## What is needed
Print the line containing "[393, 196], one" and each line after it through the end, please, with nothing added.

## Dataset excerpts
- - -

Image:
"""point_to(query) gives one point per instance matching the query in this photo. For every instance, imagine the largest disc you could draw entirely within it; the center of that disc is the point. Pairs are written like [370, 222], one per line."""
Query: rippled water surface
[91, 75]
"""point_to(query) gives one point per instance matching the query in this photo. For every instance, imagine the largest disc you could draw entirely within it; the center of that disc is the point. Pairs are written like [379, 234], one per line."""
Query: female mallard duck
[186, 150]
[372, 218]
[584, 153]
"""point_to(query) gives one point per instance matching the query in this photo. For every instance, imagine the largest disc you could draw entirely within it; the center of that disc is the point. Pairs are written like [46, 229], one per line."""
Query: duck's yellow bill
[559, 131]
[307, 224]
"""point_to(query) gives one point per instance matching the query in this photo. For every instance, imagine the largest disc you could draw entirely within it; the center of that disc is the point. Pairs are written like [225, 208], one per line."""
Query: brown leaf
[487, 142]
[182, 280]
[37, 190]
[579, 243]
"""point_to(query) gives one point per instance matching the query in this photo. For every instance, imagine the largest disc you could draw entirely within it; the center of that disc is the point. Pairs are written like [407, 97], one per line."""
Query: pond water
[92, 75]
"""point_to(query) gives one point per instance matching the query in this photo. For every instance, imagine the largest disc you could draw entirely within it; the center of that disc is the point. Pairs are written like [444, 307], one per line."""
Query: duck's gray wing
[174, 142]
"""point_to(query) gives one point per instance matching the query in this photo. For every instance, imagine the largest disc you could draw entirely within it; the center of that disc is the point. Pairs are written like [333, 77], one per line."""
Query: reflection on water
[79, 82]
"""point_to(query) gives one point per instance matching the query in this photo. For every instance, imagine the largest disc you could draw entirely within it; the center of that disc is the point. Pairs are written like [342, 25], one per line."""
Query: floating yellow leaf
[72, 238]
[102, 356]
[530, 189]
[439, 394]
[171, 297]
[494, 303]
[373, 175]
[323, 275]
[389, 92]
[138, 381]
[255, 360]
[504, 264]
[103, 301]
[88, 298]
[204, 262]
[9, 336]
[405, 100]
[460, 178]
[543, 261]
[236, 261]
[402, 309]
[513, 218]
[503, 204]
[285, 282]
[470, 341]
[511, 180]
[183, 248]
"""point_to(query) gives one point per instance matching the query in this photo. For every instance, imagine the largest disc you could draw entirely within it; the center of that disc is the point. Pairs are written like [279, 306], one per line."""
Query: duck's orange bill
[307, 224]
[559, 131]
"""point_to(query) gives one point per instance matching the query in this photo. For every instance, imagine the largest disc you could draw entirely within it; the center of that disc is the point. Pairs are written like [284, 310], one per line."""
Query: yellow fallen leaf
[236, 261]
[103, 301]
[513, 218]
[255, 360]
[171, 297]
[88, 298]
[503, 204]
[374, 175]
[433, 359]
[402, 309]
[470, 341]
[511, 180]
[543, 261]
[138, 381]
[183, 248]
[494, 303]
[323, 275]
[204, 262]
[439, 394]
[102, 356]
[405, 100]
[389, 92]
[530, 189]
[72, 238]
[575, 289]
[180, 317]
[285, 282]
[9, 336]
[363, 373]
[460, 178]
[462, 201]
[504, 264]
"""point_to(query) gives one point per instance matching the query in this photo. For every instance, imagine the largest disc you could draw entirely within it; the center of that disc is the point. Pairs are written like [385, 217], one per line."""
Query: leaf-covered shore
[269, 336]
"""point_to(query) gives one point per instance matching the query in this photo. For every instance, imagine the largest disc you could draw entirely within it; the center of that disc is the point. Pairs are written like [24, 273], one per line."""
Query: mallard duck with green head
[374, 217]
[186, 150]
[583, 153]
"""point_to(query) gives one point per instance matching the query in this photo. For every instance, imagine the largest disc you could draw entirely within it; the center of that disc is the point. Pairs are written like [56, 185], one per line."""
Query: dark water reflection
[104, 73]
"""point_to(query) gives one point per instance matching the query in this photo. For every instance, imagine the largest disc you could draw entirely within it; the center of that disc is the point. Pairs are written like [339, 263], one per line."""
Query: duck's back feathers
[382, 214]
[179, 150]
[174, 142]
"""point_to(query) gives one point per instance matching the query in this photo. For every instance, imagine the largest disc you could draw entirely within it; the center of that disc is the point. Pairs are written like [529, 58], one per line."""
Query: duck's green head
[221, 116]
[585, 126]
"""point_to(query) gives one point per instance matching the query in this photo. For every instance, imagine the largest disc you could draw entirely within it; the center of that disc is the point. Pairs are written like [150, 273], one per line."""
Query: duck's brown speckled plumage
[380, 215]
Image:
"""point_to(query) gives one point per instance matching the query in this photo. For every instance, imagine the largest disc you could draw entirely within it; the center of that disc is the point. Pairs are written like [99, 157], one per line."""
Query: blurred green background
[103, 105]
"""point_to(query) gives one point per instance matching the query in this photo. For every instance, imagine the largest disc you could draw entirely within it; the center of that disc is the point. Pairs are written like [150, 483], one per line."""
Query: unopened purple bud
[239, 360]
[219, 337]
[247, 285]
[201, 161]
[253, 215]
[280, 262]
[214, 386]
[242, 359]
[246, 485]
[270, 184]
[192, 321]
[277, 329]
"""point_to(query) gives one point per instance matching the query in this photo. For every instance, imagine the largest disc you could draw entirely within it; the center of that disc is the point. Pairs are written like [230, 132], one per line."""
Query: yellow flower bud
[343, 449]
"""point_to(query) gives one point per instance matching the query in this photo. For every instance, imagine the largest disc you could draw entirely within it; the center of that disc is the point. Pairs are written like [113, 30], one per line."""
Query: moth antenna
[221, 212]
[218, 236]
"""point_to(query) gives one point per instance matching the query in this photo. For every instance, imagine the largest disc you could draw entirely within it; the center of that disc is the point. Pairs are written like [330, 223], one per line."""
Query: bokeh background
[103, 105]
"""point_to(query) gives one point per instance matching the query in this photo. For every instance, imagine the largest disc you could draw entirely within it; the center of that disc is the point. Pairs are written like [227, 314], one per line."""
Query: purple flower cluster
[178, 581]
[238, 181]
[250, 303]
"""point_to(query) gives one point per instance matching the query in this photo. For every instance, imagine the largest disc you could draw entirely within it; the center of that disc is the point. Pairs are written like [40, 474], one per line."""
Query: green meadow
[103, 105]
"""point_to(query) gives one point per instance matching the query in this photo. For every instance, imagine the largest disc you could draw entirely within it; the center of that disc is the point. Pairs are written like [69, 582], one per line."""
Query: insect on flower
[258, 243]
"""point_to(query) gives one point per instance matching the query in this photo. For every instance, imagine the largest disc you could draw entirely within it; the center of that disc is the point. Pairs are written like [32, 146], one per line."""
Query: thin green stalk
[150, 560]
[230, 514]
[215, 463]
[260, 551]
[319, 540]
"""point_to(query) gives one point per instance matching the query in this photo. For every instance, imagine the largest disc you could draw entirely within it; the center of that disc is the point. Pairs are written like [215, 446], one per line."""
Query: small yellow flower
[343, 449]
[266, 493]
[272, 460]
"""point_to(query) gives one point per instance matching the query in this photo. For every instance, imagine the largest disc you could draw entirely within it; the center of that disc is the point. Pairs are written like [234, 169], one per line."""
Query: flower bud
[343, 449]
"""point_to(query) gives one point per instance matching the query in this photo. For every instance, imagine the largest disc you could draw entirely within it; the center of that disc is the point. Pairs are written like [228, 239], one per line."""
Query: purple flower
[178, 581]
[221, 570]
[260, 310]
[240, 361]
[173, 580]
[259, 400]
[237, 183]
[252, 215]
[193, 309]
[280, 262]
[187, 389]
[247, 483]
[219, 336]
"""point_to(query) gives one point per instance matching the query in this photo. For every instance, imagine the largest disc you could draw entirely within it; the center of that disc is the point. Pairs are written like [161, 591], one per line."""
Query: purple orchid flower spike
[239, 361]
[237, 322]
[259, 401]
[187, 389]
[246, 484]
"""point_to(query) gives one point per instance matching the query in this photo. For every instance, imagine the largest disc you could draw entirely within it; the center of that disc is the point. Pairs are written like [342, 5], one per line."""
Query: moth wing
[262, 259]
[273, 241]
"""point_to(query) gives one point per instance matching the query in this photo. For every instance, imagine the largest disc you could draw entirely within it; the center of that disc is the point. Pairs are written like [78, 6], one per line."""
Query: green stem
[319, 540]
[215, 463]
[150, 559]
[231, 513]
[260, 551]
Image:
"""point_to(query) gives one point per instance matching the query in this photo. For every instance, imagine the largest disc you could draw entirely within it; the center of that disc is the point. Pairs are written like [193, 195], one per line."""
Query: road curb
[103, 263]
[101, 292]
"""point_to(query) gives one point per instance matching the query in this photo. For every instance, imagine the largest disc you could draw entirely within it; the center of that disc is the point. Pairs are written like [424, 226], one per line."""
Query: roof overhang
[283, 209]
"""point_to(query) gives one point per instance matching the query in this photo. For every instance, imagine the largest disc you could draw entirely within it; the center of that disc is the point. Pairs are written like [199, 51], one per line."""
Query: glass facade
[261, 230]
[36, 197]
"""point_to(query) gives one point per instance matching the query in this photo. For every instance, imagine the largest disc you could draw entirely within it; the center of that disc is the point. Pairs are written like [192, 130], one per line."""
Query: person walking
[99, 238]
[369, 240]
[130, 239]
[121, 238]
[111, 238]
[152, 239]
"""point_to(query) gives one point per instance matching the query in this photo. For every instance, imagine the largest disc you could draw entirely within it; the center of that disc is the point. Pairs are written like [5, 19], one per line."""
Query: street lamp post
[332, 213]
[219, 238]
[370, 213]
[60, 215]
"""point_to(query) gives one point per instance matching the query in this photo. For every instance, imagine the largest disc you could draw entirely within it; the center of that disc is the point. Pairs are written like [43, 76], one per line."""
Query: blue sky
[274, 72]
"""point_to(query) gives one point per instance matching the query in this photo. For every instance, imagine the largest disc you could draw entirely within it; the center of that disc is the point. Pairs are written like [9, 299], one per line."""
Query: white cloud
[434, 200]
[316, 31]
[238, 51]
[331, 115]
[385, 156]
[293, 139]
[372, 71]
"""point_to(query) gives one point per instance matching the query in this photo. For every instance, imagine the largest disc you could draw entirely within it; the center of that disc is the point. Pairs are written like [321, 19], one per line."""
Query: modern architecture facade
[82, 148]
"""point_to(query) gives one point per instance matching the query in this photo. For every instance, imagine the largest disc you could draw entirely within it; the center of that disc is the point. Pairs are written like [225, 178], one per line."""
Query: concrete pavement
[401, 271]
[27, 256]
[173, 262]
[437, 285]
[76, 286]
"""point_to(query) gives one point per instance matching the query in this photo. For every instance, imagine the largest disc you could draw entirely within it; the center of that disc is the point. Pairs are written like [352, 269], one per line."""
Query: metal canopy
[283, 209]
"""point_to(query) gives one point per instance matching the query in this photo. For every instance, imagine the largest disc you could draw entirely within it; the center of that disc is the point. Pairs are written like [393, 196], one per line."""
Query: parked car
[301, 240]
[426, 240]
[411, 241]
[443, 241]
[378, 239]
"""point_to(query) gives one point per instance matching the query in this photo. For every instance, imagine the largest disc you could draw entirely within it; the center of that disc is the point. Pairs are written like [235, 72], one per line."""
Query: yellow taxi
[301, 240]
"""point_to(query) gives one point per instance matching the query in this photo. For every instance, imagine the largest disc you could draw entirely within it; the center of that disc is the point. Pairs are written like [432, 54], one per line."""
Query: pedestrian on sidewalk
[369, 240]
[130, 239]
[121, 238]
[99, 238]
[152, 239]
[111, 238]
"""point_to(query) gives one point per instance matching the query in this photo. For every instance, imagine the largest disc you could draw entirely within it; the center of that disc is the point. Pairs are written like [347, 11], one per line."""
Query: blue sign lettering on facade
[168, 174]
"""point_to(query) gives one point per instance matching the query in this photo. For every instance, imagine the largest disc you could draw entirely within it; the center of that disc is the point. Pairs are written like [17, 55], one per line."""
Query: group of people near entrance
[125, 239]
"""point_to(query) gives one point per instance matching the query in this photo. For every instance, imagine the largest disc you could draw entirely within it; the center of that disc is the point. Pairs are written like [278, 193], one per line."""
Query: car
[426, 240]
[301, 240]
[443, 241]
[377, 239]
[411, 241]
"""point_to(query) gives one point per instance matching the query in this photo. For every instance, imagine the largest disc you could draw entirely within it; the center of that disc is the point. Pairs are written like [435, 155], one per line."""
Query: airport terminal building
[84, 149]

- - -

## Response for this exercise
"""point_to(query) gives one point per instance matching the query in this photo. For every instance, imagine the largest disc you could draw entirely within it; the center of that disc is the point. Pairs are written like [393, 196], one per line."""
Query: parked car
[301, 240]
[426, 240]
[411, 241]
[443, 241]
[378, 239]
"""point_to(query) gives one point per instance matching the query in this photo. For every instance, imagine the largest disc you could draw entirely within it; the center of that disc is the point. Pairs are written like [235, 72], one per line."""
Query: yellow taxi
[301, 240]
"""point_to(query) gives one point per instance matching the query in this photo. For every instance, imagine the largest disc you could draw entirely within it; the center of that disc is the point. Pairs are written like [432, 54], one per line."""
Query: pedestrian on sidewalk
[369, 240]
[130, 239]
[121, 238]
[99, 238]
[152, 239]
[111, 238]
"""point_to(query) gives one point per instance matching the query in this photo. For every instance, imagine the largest disc you could draw entirely within it; the center of that disc is the point. Pairs are written like [347, 11], one per line."""
Query: blue sign lettering on facade
[168, 174]
"""point_to(query) gives one point per instance matching the query in this photo. For every instance, imagine the largest disc you could draw entirely within it; the center of that disc is the point. Pairs are written like [17, 55], one per line."""
Query: group of people near entrance
[125, 239]
"""point_to(query) gives one point per instance matching the query in this photo. For every instance, imagine the largest disc you could draw entirely within it; the center of that disc is the point. Pairs are written like [278, 193], one per line."""
Query: car
[426, 240]
[301, 240]
[443, 241]
[377, 239]
[411, 241]
"""point_to(query) gives one point per instance matching the query in this photo. For every instance, imagine the largest disc you could draw entirely within it; the center of that disc is the point. Pairs are written like [435, 155], one per line."""
Query: airport terminal building
[84, 149]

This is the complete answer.